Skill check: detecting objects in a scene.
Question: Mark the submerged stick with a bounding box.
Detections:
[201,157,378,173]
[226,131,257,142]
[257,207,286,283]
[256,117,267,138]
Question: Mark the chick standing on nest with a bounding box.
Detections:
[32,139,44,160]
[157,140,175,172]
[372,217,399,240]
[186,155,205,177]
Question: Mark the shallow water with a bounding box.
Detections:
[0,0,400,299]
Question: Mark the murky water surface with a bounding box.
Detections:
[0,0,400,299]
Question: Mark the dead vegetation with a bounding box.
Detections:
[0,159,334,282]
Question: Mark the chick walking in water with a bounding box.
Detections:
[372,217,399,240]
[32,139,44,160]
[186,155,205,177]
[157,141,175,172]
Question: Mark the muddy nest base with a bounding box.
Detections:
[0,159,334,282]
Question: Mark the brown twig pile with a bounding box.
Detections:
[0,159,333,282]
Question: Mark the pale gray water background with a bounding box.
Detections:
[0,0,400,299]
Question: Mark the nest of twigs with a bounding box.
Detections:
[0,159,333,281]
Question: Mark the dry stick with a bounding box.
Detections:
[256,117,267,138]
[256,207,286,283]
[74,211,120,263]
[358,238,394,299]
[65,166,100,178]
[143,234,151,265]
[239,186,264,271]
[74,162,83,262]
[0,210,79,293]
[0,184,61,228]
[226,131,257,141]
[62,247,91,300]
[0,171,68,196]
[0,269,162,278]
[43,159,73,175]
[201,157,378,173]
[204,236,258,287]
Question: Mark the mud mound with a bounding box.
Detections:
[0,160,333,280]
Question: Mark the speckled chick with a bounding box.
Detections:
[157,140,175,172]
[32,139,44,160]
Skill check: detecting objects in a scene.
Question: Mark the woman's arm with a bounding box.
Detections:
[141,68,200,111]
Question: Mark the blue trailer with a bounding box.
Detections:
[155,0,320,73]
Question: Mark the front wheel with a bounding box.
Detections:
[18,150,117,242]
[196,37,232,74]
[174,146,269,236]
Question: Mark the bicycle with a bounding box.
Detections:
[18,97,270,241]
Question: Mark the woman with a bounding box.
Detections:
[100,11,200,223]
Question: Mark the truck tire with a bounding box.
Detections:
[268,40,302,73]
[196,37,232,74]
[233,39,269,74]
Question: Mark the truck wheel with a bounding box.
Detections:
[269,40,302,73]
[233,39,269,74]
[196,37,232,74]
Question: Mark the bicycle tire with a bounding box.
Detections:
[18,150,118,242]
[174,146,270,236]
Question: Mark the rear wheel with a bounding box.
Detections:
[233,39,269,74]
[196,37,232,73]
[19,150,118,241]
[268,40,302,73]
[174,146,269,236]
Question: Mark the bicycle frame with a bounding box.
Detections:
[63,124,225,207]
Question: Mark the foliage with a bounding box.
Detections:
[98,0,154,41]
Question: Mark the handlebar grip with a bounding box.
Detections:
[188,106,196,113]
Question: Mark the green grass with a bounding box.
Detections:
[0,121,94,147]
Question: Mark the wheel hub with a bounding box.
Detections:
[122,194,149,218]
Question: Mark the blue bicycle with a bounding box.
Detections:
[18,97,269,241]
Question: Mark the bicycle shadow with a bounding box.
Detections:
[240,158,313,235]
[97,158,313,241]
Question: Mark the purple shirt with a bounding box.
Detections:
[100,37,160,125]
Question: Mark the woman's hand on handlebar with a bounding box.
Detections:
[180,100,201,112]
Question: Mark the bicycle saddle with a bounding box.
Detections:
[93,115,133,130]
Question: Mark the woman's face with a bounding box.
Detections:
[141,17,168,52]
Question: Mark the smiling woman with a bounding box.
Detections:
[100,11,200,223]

__________________________________________________

# [Directions]
Please reproduce the stretch of the listing above from the line containing "Question: Mark the dead" through the line containing "[0,159,333,281]", both included, and give nothing else. Keep every line, requests included, but scale each bounding-box coordinate by 0.8 and round it to a whole number, with halves rounded up.

# [Exercise answer]
Question: Mark the dead vegetation with a bounding box.
Detections:
[0,127,267,226]
Question: Mark the chick walking in water with a bounding box.
Detections:
[298,174,319,192]
[26,111,35,128]
[149,124,164,142]
[126,113,140,138]
Question: Mark the muddy nest base with a bounding box.
Detections:
[0,127,267,226]
Question: Mark the brown twig pile with a bounding box.
Detections:
[0,127,266,226]
Question: Mark the pale gray water background with a bounding box.
Detections:
[0,0,320,239]
Question: Mark the nest of twigs with a bounding box.
Detections:
[0,127,266,225]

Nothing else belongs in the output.